**Document passage**
● ● ● ●
Returns the F1 score for a DDR measurement in predicting a binary reference (i.e. a manually annotated variable).
Usage
get_F1(
df,
dictionary,
model,
reference,
text_field = "text",
replace_na = c("mean-sd", "min", 0, F)
)
Arguments
- df
A data.frame containing one annotated document or sentence per row.
- dictionary
A character vector containing the keywords of a dictionary, passed to
cossim2dict
.- model
A fasttext model as loaded by
load_model
.- reference
Name of the binary reference column in df.
- text_field
Name of column in
df
that contains the text of the documents. Default is "text".- replace_na
Specifies the value used to replace NAs in the DDR measurement. Default is 'mean-sd'. Can take values:
'mean-sd'
(charcter): replace NAs by mean - 1sd. Default.'min'
(charcter): replace NAs by minimum.0
(numerical): replace NAs by 0.FALSE
(logical): do not replace NAs.
Details
The gradual DDR measurement is passed to get_prediction()
to obtain a binary
prediction through logistic regression.
● ● ● ●
**Items**
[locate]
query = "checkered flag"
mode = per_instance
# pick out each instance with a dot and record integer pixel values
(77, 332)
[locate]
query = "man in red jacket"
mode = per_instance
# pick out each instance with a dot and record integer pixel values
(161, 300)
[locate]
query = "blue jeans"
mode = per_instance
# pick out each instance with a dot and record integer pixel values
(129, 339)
● ● ● ●
**What to do**
a) In the get_F1 documentation, what is the default setting of the replace_na argument?
b) Resume the get_F1 documentation with the text that follows its last sentence.
The records are material separate from the documentation page on the get_F1 function.

**Written responses**
a) The default is 'mean-sd', which replaces NAs with the mean minus one standard deviation.

b)
The F1 scores indicate the performance of these words/dictionaries in predicting a binary
coding, when used in the DDR method.
The F1 score is the harmonic mean between Recall and Precision (1).
References
(1) Chinchor, N. (1992). MUC-4 evaluation metrics. Proceedings of the 4th Conference on Message Understanding, 22–29. https://doi.org/10.3115/1072064.1072067
Examples
model <- fastrtext::load_model(system.file("extdata",
"tw_demo_model_sml.bin",
package = "dictvectoR"))
tw_annot %<>% clean_text(text_field = "full_text")
dict <- c("skandal", "deutschland", "steuerzahler")
get_F1(tw_annot, dict, model, 'pop')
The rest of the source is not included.